---------- Excerto do documento

"[...] o inóspito, árido e descurado processo encontra-se estreitamente relacionado com as correntes espirituais dos povos e [...] as suas diversas concretizações devem ser incluídas entre os mais importantes testemunhos da cultura" (F. Klein (1902))



15/07/2025

Jurisprudência 2024 (209)


Pedido subsidiário;
conhecimento pela Relação


1. O sumário de STJ 14/11/2024 (3994/20.STSVCT.G1.S1) é o seguinte:

I. Na circunstância em que o Tribunal da Relação julga procedente o pedido subsidiário, impugnado pelos Réus na contestação e objecto de resposta em contra-alegações, não ocorre decisão surpresa que justifique novo exercício do contraditório ao abrigo do disposto no artigo 665º, nº 3, do CPC.

II. A prova plena do documento particular a que alude o artigo 376.º, n.º 1, do CC, reporta ao que foi declarado no documento em causa, ou seja, apenas abrange a prova de que as partes fizeram aquelas declarações, mas não se estende à coincidência dessas declarações com a realidade, podendo a parte fazer prova por testemunhas quanto à falta de coincidência da referida declaração com a realidade.

--------------------
---------- Excertos da listagem

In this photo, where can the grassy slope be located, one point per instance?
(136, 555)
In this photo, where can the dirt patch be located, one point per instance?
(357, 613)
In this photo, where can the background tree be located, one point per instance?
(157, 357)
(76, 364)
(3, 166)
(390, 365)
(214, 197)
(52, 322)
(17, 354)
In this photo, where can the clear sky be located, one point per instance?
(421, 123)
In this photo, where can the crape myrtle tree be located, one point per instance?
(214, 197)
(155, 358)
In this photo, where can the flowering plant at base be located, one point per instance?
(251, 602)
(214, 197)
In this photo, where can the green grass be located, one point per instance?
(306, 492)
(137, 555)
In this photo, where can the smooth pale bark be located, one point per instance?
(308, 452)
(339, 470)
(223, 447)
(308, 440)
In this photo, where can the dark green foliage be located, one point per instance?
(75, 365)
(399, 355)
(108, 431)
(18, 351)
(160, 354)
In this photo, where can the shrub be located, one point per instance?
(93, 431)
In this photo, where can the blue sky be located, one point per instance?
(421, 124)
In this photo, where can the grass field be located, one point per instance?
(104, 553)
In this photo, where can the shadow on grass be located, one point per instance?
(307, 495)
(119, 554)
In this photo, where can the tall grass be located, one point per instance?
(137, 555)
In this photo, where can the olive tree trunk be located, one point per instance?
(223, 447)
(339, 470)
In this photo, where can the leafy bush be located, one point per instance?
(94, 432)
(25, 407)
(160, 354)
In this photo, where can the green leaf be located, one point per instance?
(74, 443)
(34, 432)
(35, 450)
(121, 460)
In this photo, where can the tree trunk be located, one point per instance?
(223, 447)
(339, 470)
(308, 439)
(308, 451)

--------------------
---------- Excertos da listagem

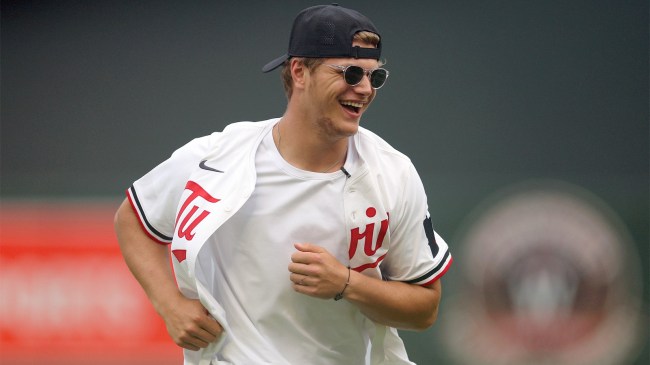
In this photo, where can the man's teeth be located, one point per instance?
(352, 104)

--------------------

Enunciado
Segundo o sumário, por que razão não ocorre decisão surpresa quando o Tribunal da Relação julga procedente o pedido subsidiário? Responda com uma a três frases. A listagem não tem qualquer papel neste exercício.

Resposta correta
Não ocorre decisão surpresa porque o pedido subsidiário tinha sido impugnado pelos Réus na contestação e fora objecto de resposta em contra-alegações. Assim, não se justifica novo exercício do contraditório ao abrigo do artigo 665.º, n.º 3, do CPC.